[Excerpt from a dataset]
====

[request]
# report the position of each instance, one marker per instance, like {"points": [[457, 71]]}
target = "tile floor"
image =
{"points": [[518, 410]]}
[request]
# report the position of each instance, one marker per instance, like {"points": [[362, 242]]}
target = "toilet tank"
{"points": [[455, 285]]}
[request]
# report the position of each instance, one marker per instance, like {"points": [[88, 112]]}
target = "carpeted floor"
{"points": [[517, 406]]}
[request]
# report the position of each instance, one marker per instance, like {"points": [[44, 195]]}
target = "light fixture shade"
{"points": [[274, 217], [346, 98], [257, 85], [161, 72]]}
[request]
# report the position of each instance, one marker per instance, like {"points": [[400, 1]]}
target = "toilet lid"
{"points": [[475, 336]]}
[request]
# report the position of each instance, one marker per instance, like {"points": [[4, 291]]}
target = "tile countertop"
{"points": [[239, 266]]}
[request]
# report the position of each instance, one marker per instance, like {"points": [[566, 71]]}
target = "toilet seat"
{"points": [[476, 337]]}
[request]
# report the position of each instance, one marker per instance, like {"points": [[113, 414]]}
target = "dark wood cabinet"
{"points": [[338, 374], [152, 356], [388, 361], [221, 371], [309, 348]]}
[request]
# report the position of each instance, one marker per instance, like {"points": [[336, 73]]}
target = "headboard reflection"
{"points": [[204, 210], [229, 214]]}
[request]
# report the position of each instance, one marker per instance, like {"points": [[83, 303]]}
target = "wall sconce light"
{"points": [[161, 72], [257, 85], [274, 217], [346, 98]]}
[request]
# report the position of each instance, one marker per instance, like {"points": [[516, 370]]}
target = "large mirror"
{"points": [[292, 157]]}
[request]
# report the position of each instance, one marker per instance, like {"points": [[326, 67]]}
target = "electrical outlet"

====

• _Your instructions_
Your task is to output all of the data above word for word.

• _Correct output_
[request]
# report the position of each instance, one marker per instance, like {"points": [[457, 71]]}
target = "tile floor"
image =
{"points": [[518, 410]]}
[request]
# report the position of each instance, one marker per instance, like {"points": [[362, 242]]}
target = "toilet tank"
{"points": [[455, 285]]}
[request]
# report the position of each instance, one marker per instance, like {"points": [[88, 112]]}
target = "carpeted floor"
{"points": [[517, 406]]}
[request]
# report the position of each instance, one marker per instance, like {"points": [[44, 195]]}
target = "light fixture shade"
{"points": [[274, 217], [346, 98], [257, 85], [161, 72]]}
[request]
# report the position of each instance, one marker per instance, like {"points": [[400, 1]]}
target = "toilet lid"
{"points": [[475, 336]]}
[request]
# report the position of each instance, one marker per instance, like {"points": [[4, 291]]}
target = "tile countertop"
{"points": [[239, 266]]}
[request]
# report the position of each instance, one marker per instance, like {"points": [[566, 71]]}
target = "toilet seat"
{"points": [[476, 337]]}
[request]
# report the position of each instance, one marker per instance, like {"points": [[113, 414]]}
target = "dark wood cabinet"
{"points": [[338, 374], [152, 356], [388, 361], [221, 371], [309, 348]]}
[request]
# report the position of each instance, one marker per instance, like {"points": [[336, 73]]}
target = "headboard reflection"
{"points": [[204, 210], [229, 214]]}
[request]
# report the position of each instance, one marker per instance, like {"points": [[83, 303]]}
target = "wall sconce light"
{"points": [[161, 72], [257, 85], [274, 217], [346, 98]]}
[request]
# report the position of each instance, one marker per instance, like {"points": [[516, 370]]}
target = "large mirror"
{"points": [[292, 157]]}
[request]
# report the position of each instance, one marker per instance, like {"points": [[326, 67]]}
target = "electrical outlet"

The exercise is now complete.